**Parts of the exercise**
A) In the gig work forum post, copy word for word the part that begins with "Gig work is" and ends with "money. Be smart.".
B) Continue the forum post about gig work, starting after its final line.

**Passage given**
▬▬▬

Yep, learn to be an investor i guess ?

But another point to this, for the peons or gig workers like us, is to keep track of which companies investors are pouring money into. That way we know which companies will be paying their gig workers well. Think Uber pre IPO, especially when they were giving those 120 ride $500 bonuses. That was all coming out of the investors pockets.

Gig work is profitable if you are smart. It's like a business, you have to lower your expenses. Those delivery drivers on scooters, they are not losing money, they are in the profit, and maybe even huge profits if it's the right timing. If you are driving a camry/corolla or whatever, then yes you are probably losing money. Be smart.


----------



## tkman (Apr 13, 2020)

▬▬▬

**Data excerpt**
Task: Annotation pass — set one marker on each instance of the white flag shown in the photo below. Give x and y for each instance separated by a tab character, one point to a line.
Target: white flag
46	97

▬▬▬

**Task-by-task results**
A)
Gig work is profitable if you are smart. It's like a business, you have to lower your expenses. Those delivery drivers on scooters, they are not losing money, they are in the profit, and maybe even huge profits if it's the right timing. If you are driving a camry/corolla or whatever, then yes you are probably losing money. Be smart.

B)
There are cost benefits to a restaurant that is set up with the intention of using the delivery services. The cost reductions are with staff - no waitresses, waiters, hostess,table clearing, dish washers, etc. Less square footage so lower costs. Only pay per meal delivered so during slow times no staff waiting around getting paid to do little. Easily ramp up a new menu, offer various menus under different names, maximize kitchen use and cooks time. The question is does these benefits out weight the cost 30% charge for a delivery? If you price the meals to account for the 30% it works. Can easily handle more meals and deliveries by triggering more drivers. Why doesn't this work? It offers another revenue stream for restaurants. They can support deliveries, customer order and takeout, and if they have the square footage they can also support in house eating at tables. Just different revenue streams with different models. All can work.


----------



## everydayimubering (Aug 5, 2017)

Who says no one's making any money? During the recent lock-down when everyone was sitting at home and ordering food - most drivers were easily making anywhere from $600 to a $1,000 per week or even more. Some of them made enough to payoff their past loans and overdue bills and are smiling cheek to cheek. Can't say anything about the future, but the lock-down was good for most UE drivers.


----------



## Fuzzyelvis (Dec 7, 2014)

Seamus said:


> You do realize some restaurants don't pay a dime to DD and GH. Those are the ones you pay with the Red Card or Grubhubs "order and pay". The delivery apps in that case make a % exactly like any credit card company does.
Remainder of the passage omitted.